### [What to do]
Copy the records below word for word, starting at the line that contains "the white hotel building" and ending at the final line of the records.

### [Provided entries]

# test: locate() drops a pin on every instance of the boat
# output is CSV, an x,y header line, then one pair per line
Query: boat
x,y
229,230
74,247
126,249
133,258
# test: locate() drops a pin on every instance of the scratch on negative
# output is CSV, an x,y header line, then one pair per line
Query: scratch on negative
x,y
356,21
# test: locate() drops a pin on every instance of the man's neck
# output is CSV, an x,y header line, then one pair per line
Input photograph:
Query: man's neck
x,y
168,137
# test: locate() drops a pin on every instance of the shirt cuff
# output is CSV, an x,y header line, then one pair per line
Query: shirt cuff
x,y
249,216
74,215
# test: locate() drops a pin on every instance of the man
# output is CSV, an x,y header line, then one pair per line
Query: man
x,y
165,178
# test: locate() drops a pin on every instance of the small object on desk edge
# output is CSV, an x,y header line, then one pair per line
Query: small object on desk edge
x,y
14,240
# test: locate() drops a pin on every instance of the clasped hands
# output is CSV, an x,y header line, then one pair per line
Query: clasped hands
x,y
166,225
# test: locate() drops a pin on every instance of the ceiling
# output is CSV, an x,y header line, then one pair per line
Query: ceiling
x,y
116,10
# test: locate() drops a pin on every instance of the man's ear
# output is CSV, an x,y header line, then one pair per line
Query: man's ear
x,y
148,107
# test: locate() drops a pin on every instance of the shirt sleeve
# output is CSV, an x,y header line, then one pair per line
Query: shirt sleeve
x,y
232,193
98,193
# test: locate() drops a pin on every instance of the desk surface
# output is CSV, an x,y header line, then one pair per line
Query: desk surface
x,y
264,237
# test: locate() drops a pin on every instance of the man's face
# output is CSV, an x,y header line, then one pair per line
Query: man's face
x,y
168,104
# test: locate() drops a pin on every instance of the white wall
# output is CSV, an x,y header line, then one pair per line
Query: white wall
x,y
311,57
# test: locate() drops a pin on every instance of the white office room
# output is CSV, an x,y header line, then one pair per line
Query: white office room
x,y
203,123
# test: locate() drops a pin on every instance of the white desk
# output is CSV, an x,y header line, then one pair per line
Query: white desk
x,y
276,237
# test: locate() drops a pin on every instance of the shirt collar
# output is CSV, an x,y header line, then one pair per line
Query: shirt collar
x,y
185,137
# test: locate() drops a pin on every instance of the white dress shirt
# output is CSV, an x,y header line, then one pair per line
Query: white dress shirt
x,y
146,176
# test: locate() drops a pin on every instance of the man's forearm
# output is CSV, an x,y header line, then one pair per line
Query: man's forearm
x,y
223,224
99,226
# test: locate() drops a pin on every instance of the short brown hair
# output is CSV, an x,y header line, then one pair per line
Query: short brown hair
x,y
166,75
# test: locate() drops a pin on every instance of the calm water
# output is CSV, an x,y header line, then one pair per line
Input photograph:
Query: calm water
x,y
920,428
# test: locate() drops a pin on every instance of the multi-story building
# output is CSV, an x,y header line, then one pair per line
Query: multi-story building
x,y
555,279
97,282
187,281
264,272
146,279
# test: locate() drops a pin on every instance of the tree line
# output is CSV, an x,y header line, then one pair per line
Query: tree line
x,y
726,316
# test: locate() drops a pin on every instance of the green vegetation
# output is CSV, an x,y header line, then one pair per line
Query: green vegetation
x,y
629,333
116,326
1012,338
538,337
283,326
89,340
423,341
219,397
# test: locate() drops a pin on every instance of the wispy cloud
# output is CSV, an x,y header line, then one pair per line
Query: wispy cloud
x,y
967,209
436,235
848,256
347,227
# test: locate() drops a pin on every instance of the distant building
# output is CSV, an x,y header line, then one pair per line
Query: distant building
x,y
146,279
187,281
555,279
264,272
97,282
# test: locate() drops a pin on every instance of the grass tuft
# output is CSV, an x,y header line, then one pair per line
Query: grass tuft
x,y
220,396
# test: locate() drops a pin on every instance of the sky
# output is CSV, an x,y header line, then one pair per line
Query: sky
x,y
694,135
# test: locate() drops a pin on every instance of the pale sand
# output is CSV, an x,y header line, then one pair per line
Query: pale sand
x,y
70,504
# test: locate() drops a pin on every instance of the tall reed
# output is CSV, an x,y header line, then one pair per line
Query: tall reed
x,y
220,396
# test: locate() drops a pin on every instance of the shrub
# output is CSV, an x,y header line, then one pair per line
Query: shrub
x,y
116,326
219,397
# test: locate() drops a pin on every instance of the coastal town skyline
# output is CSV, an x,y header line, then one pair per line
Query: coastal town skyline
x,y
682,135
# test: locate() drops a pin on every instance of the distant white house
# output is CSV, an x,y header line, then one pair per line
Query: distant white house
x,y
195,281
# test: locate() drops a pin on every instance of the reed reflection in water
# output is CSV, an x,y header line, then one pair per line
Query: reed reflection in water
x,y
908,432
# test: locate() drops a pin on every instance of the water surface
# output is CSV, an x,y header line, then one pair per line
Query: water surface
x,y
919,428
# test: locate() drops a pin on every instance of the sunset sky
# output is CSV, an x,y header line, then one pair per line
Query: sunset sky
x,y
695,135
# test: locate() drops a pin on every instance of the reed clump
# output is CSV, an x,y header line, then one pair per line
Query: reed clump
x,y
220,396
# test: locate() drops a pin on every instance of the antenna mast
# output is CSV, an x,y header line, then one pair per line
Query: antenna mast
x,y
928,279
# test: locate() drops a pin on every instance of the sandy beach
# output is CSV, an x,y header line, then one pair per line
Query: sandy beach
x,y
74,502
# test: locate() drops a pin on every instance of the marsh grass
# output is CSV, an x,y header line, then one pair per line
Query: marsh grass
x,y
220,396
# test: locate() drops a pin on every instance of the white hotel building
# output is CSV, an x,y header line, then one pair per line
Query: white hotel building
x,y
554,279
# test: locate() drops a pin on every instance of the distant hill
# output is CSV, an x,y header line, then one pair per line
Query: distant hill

### [Answer to this problem]
# test: locate() drops a pin on every instance of the white hotel building
# output is CSV, an x,y header line, then one pair per line
Query: white hotel building
x,y
554,279
# test: locate() drops a pin on every instance of the distant hill
# output is CSV, an x,y header line, then one pair per line
Query: distant hill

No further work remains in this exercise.